**Check your understanding**
[1] Copy the passage in the article on fund managers' stock picks before the Fed meeting from "Prudential Financial (PRU) market" to "reduce bond purchases.".
[2] In the article on fund managers' stock picks before the Fed meeting, condense the paragraph beginning "Whitebox Mutual Funds senior portfolio manager Paul Karos" into a shorter version that keeps its main facts.
[3] Write the next part of the article on fund managers' stock picks before the Fed meeting, starting after its final sentence.

**Passage for review**

Fundies Love Banks, Transports, Shun Tech Ahead of Fed Meeting

NEW YORK (The Street) -- Fund managers and strategists point to banks and transport stocks as likely beneficiaries if the Federal Reserve further cuts bond purchases next week, with tech stocks shunned for exposure to a strengthening currency.

While strategists are divided on the Fed's course of action at this month's meeting scheduled to begin a week from today, there is broad agreement that investors should position their portfolios to prepare for a gradual reduction in monetary stimulus.

Prudential Financial (PRU) market strategist Quincy Krosby says that in the absence of a large external shock, the central bank will likely maintain its schedule to continue to reduce bond purchases.

"Unless it appears the economy is struggling and momentum has halted, particularly with the housing market, they are likely to stay on pace," Krosby said in a phone interview.

Krosby said this would give the Fed leeway to alter the pace of bond purchases - cutting by say $5 billion instead of $10 billion in any given month - if the economy appeared to falter. She noted it would also give credibility to commentary from Bernanke, who suggested at a December news conference that the central bank would cut bond purchases in $10 billion increments if the economic recovery continued to gain strength.

In terms of portfolio positioning, Krosby suggests bank stocks - both large cap banks and regional lenders - would likely benefit from the broader economic pick-up. Prudential has more than $1 trillion in assets under management.

Whitebox Mutual Funds senior portfolio manager Paul Karos likes transport stocks that will benefit from shifting goods across the country as economic activity picks up. He points to truckload carriers and airlines as particularly attractive, noting airlines face capacity constraints and enjoy expanding margins.

Karos also likes large-cap geographically diversified medical supply companies. "They did not have the run that many large cap biotechs had and have large free-generating cash-flow businesses," he said in a phone interview. "They should benefit from the pickup in the economy and are still attractively valued."

[Records from a dataset]
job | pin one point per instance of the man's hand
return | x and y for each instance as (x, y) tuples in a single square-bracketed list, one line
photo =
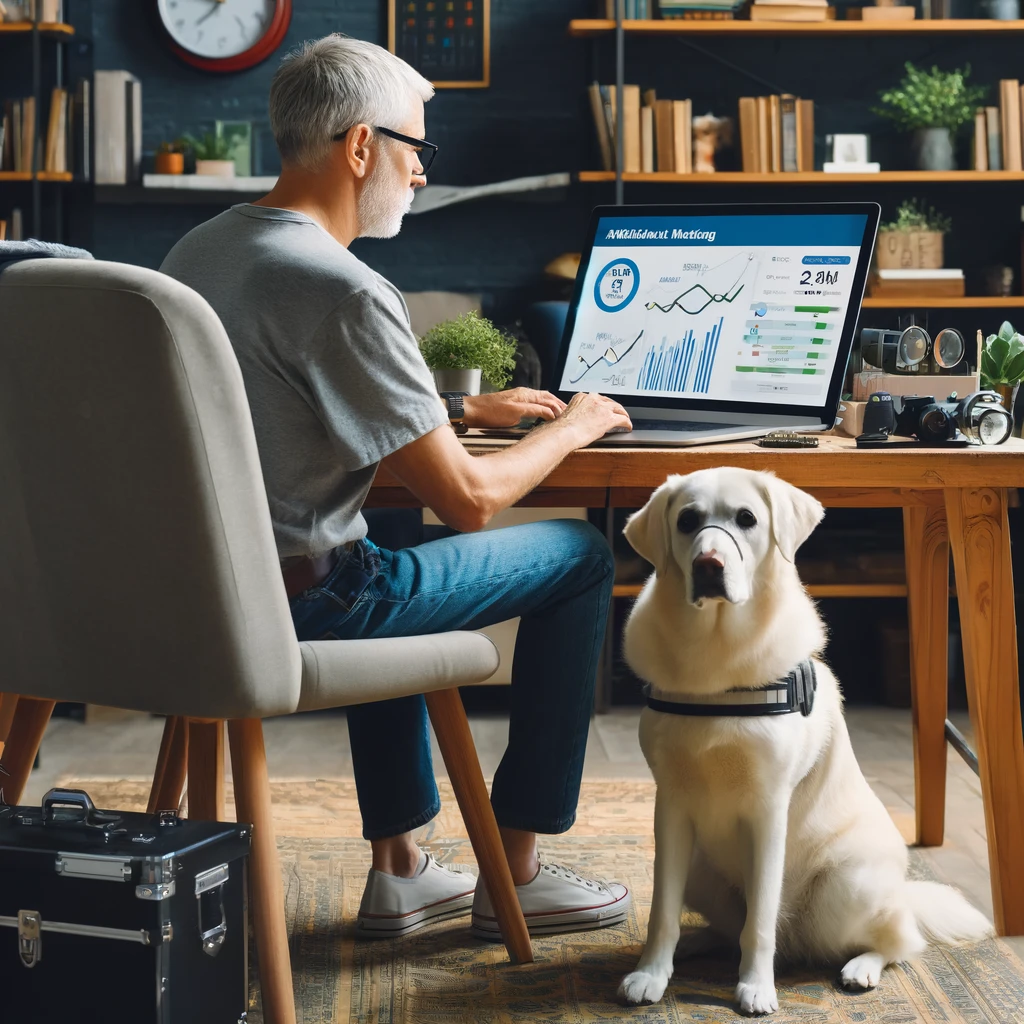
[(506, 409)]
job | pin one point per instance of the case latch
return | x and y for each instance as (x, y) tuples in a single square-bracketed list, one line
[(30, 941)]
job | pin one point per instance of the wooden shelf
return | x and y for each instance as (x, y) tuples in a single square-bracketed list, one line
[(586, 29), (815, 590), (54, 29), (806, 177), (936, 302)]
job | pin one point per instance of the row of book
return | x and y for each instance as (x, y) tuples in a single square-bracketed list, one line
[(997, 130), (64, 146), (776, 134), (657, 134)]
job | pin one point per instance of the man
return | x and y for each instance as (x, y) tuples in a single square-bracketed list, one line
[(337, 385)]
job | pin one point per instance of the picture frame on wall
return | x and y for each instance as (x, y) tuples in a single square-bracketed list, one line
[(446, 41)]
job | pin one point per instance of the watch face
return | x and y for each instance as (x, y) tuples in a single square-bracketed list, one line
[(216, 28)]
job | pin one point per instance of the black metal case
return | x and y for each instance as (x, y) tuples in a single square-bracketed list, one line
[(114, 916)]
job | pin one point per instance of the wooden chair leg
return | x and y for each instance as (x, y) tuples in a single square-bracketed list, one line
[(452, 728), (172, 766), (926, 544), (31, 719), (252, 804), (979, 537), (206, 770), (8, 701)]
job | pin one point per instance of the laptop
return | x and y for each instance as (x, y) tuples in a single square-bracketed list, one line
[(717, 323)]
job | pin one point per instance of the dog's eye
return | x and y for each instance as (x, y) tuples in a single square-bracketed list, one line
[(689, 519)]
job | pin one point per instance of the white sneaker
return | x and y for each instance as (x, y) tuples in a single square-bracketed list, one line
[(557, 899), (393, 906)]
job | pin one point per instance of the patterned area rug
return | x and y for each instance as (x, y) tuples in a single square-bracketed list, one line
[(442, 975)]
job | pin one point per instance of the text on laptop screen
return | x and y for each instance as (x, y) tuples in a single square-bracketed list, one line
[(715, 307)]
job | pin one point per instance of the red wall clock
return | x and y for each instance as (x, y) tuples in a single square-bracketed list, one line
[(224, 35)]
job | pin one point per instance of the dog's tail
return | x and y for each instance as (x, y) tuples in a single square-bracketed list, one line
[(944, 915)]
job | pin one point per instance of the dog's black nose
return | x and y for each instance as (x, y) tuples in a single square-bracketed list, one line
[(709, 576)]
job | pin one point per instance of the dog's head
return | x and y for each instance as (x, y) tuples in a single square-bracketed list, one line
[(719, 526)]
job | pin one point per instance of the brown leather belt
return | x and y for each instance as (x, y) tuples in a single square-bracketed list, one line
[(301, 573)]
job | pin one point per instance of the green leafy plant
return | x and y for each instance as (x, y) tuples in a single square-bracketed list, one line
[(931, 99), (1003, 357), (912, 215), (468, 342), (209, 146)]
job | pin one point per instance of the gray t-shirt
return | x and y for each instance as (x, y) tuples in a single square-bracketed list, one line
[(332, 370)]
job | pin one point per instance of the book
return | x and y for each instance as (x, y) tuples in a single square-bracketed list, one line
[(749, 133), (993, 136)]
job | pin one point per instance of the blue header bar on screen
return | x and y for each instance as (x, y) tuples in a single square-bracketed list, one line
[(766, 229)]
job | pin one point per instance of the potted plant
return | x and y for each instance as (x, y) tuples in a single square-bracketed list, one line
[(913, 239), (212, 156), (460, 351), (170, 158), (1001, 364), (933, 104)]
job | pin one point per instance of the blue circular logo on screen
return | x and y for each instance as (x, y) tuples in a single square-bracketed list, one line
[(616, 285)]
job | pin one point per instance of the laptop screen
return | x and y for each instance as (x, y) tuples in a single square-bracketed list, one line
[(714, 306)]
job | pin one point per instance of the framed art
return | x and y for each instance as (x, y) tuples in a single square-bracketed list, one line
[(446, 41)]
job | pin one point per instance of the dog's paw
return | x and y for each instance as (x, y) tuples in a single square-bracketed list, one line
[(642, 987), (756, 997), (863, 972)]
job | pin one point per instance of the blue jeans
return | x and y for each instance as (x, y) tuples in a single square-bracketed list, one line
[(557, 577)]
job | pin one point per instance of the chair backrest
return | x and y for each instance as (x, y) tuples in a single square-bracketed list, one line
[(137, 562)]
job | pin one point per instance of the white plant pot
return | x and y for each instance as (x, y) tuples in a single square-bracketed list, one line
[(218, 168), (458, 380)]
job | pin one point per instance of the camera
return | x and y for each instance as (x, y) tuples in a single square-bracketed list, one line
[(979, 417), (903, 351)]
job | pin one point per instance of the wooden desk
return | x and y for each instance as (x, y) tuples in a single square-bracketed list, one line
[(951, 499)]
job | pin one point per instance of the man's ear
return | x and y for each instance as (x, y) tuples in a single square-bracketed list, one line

==

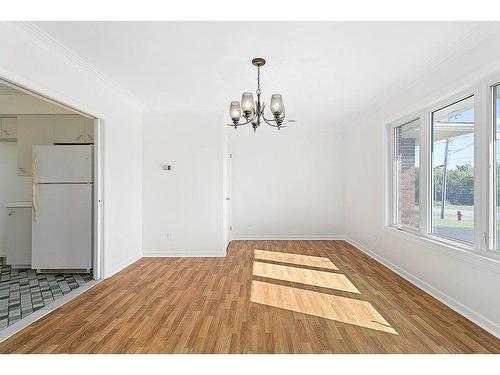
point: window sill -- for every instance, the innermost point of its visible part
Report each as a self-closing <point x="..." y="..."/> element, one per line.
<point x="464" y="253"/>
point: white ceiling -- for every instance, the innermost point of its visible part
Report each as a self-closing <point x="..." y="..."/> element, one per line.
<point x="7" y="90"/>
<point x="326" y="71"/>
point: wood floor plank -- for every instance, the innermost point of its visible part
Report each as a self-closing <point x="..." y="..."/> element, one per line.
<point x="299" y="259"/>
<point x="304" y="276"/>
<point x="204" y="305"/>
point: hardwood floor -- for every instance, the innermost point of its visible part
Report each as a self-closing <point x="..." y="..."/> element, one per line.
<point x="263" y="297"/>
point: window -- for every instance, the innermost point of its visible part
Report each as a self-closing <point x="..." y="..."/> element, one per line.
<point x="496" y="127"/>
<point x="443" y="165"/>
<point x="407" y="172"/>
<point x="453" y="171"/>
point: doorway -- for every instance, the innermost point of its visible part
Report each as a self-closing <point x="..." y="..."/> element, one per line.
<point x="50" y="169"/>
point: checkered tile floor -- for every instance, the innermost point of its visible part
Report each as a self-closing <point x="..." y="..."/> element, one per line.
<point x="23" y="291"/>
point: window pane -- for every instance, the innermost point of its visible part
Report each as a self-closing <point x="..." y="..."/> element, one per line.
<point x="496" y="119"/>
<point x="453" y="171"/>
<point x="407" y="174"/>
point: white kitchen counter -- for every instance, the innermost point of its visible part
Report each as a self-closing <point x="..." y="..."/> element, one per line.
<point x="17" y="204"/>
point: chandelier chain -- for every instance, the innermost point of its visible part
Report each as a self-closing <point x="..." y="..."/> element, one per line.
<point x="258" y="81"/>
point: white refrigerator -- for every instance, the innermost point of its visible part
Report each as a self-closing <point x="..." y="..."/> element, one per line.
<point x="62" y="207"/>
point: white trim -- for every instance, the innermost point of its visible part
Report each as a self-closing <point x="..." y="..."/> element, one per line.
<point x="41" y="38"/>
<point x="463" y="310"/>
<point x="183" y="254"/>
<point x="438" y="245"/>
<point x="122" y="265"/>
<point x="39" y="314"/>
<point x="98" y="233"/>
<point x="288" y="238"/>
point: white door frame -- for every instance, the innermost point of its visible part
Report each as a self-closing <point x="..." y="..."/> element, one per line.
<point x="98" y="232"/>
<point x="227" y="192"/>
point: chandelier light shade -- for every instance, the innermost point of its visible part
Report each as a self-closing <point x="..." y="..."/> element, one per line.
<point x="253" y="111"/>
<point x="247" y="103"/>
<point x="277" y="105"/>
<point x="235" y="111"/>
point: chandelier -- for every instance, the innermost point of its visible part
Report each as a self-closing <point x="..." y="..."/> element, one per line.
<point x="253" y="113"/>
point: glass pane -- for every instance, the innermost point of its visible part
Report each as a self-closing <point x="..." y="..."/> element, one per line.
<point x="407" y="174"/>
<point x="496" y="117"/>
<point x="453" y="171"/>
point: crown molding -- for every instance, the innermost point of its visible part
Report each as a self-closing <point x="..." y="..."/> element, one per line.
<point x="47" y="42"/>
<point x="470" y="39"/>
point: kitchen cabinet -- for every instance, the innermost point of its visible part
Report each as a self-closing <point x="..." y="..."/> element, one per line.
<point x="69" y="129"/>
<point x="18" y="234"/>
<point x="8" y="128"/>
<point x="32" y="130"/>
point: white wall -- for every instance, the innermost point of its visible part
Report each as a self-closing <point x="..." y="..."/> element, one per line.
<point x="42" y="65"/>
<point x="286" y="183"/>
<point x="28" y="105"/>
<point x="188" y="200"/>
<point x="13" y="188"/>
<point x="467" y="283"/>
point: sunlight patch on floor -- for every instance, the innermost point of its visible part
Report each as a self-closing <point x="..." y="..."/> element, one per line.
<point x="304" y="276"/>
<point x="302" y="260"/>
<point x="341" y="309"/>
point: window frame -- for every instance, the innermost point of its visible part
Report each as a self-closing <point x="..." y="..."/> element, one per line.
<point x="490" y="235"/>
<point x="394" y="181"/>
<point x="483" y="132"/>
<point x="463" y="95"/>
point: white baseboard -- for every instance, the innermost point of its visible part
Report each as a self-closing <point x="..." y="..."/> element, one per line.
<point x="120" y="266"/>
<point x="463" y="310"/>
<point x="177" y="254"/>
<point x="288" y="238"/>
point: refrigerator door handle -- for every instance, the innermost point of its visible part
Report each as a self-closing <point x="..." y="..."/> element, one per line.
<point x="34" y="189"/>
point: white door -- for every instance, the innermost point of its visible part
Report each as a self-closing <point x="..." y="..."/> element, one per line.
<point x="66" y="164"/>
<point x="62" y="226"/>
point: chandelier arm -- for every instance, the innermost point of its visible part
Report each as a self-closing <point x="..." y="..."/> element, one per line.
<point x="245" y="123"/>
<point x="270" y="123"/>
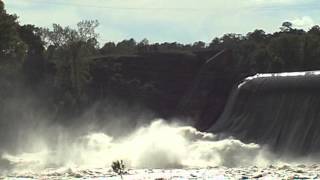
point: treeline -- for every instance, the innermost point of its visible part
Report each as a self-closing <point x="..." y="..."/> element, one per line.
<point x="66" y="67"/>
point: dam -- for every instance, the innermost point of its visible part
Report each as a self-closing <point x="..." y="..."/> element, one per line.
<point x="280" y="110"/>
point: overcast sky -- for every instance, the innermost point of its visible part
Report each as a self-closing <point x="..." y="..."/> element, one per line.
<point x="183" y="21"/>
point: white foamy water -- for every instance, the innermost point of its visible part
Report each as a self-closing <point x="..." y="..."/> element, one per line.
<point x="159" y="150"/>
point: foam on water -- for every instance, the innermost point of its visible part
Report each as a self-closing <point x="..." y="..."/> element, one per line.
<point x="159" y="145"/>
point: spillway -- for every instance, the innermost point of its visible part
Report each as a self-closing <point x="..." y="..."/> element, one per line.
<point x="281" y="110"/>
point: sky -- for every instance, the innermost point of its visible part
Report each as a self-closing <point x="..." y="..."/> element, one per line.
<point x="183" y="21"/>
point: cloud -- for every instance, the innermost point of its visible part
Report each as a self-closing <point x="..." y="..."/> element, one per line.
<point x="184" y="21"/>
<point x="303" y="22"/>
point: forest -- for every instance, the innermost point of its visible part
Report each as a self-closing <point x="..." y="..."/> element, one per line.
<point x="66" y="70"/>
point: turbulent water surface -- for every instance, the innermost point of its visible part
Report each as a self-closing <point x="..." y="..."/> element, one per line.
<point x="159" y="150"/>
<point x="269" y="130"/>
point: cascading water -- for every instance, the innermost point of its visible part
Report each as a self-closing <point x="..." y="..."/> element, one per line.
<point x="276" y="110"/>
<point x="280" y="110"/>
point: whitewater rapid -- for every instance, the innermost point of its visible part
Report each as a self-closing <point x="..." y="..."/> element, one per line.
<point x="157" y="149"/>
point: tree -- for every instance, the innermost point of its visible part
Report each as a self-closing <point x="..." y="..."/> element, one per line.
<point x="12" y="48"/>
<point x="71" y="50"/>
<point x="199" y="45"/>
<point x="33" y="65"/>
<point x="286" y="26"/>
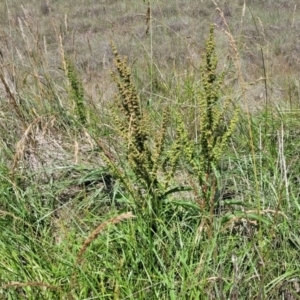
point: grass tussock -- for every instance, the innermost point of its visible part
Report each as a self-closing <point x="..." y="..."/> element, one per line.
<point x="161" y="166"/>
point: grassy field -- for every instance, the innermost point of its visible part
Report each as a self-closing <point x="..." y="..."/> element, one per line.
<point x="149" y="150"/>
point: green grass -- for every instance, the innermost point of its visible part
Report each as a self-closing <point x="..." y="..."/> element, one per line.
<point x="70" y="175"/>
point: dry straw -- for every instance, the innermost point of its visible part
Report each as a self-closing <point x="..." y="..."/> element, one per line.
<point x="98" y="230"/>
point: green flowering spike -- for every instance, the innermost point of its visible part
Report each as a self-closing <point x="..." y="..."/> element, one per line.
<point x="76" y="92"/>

---

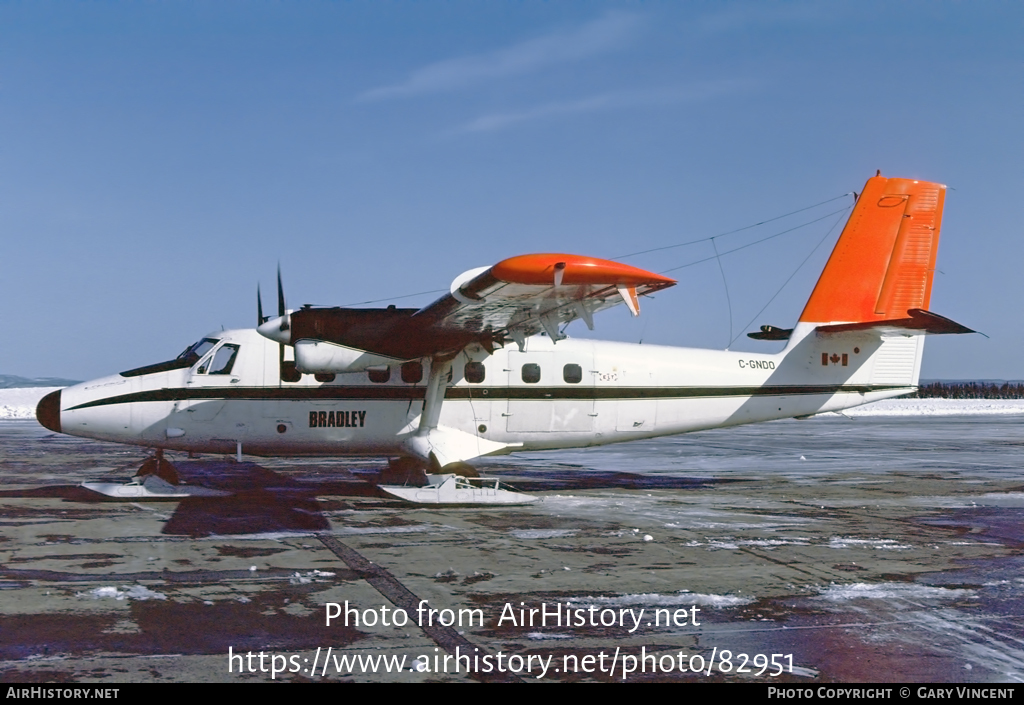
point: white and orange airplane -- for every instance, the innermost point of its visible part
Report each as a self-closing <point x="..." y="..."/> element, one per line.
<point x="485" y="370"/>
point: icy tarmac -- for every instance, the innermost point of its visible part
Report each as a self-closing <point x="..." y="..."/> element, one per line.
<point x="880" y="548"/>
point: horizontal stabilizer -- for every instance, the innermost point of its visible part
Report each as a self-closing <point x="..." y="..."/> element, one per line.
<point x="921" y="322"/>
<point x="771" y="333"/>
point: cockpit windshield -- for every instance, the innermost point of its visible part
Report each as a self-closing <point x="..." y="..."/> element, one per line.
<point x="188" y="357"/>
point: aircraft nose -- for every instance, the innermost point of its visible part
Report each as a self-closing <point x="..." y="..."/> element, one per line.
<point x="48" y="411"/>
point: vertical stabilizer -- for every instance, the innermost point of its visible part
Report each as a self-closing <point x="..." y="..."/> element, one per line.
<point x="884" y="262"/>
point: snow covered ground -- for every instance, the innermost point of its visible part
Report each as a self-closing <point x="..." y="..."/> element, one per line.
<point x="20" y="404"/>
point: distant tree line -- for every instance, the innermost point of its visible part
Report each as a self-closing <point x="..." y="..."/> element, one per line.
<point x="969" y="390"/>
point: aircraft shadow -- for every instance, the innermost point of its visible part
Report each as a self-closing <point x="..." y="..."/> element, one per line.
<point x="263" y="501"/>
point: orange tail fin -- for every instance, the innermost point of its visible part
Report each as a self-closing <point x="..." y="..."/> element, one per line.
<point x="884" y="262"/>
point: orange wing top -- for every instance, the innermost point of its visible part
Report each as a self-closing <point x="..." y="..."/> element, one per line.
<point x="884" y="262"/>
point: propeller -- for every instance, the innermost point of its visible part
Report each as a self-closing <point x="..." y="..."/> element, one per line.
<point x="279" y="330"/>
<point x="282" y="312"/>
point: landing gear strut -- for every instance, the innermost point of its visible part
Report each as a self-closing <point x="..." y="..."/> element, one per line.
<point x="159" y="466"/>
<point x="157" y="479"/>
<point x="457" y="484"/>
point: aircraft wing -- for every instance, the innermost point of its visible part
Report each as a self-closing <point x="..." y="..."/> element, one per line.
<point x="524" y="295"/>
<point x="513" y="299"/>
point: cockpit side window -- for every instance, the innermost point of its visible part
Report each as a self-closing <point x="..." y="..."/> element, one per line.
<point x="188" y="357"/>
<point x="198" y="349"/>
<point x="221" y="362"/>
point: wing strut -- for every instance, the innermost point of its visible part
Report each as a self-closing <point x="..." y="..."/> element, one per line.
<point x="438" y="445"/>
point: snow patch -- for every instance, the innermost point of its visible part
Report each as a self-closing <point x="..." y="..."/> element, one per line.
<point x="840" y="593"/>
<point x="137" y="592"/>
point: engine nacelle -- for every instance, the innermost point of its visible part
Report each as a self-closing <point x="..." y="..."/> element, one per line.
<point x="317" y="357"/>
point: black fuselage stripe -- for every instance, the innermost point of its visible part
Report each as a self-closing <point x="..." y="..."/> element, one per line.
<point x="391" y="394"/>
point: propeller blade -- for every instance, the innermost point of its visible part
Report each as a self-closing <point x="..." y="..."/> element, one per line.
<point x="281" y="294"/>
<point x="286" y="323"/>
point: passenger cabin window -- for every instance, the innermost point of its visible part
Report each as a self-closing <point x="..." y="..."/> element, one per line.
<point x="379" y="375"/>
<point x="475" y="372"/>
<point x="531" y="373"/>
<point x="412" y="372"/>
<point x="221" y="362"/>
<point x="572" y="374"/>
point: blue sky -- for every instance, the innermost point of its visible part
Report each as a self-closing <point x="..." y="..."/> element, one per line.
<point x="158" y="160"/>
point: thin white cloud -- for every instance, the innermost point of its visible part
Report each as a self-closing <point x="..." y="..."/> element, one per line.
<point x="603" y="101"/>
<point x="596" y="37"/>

**Responses to the tasks**
[1]
Prudential Financial (PRU) market strategist Quincy Krosby says that in the absence of a large external shock, the central bank will likely maintain its schedule to continue to reduce bond purchases.

[2] Paul Karos, a senior portfolio manager at Whitebox Mutual Funds, favors transport stocks because they will gain from moving more goods across the country as the economy picks up. He singles out truckload carriers and airlines, noting that airlines face capacity constraints and enjoy widening margins.

[3]
The portfolio manager has no strong view on the January meeting but says the Fed will further cut bond purchases this year - with an eye to curbing balance sheet growth as much as acknowledging the economic recovery.

"Most growth indicators have been strong except for the December jobs report and nothing indicates the Fed will pause or back-off tapering," he said, noting ISM data which represents a large part of the economy (such as private sector manufacturing activity) continued to be strong. Whitebox oversees $3 billion in assets under management.

David James, director of research at James Investment Research, references the more dovish commentary given in Janet Yellen's academic work. He says that given this philosophy, Yellen is likely to err on the side of caution and hold back on further tapering until there is stronger evidence of an economic recovery.

In terms of portfolio positioning James predicts good returns for bonds as purchases are wound back longer-term by the central bank. "This will be a good year for bonds and we expect them to have better returns than stocks," he said in a phone interview.

James expects a stronger dollar as stimulus is reduced, creating a difficult backdrop for tech stocks. "They'll be affected by movement of the dollar which hurts their exports and we're underweighting them," he said. James' firm oversees $4.5 billion in funds.